§ Selected extract:

Start of Block

SCG Cluster

The SCG Cluster is an on-premises computing resource dedicated to -omics analyses, specifically designed for genomics research, which offers the hardware, software, and regulatory compliance required for all typical genomics analyses.

Hardware

Compute

Over 3,000 computational cores (CPUs) across over 70 servers are available to run user jobs.  These servers have a minimum of 384 GB of RAM and provide at least 16 GB per core to accommodate the high memory demands of genomic pipelines.  Several large memory servers are offered for data-intensive processing: 2 servers with 48 cores and 1.5 TB of RAM each, and 10 servers with 48 cores and 1 TB of RAM each.

Our cluster also includes a supercomputer for jobs which require both high memory and many simultaneous cores.  Our system has 360 cores, 10 terabytes of random-access-memory (RAM), 4 NVidia Pascal GPUs, and 150 terabytes of local scratch storage.

Jobs are managed via the Slurm job scheduler to maximize the efficient use of computer resources.  Interactive sessions are available for user-intensive work.

Dedicated data mover nodes are available within the cluster for moving large volumes of data. We support the Globus high-speed data transfer application for rapid file transfer across Stanford and across the world.  Stanford researchers also have access to Box and Google Drive for securely sharing files, each of which is certified for PHI.

End of Block

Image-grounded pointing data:
Start of Block

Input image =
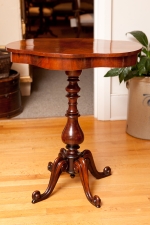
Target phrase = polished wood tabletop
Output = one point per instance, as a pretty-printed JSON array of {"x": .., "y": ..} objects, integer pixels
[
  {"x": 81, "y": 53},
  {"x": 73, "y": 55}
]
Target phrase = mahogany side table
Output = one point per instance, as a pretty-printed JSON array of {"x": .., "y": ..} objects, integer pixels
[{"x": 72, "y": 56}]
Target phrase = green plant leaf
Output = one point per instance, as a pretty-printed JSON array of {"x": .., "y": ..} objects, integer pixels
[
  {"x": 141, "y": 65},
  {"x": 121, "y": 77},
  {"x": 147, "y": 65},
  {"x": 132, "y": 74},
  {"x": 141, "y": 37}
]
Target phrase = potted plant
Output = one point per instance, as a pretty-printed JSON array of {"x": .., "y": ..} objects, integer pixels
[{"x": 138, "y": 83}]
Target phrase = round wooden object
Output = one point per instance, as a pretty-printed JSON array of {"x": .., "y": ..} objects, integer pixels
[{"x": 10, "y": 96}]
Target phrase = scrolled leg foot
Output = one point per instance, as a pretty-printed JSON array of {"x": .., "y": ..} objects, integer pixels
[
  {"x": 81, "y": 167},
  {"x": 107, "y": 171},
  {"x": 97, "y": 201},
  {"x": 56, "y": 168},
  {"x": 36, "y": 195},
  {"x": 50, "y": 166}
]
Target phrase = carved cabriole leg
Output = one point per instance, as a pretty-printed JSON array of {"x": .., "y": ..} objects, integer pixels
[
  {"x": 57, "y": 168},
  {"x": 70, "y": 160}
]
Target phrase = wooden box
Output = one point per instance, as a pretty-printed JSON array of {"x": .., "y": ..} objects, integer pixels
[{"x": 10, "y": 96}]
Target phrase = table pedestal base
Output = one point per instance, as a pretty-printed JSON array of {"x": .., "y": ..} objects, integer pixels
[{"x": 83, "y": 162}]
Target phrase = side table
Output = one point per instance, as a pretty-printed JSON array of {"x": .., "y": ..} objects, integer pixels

End of Block

§ Requirement 1:
According to the SCG Cluster text, how many GPUs does the cluster's supercomputer have?
§ Requirement 2:
Echo the SCG Cluster text from "Over 3,000 computational" up to and including "of RAM each.".

§ Written reply 1:
4 NVidia Pascal GPUs.

§ Written reply 2:
Over 3,000 computational cores (CPUs) across over 70 servers are available to run user jobs.  These servers have a minimum of 384 GB of RAM and provide at least 16 GB per core to accommodate the high memory demands of genomic pipelines.  Several large memory servers are offered for data-intensive processing: 2 servers with 48 cores and 1.5 TB of RAM each, and 10 servers with 48 cores and 1 TB of RAM each.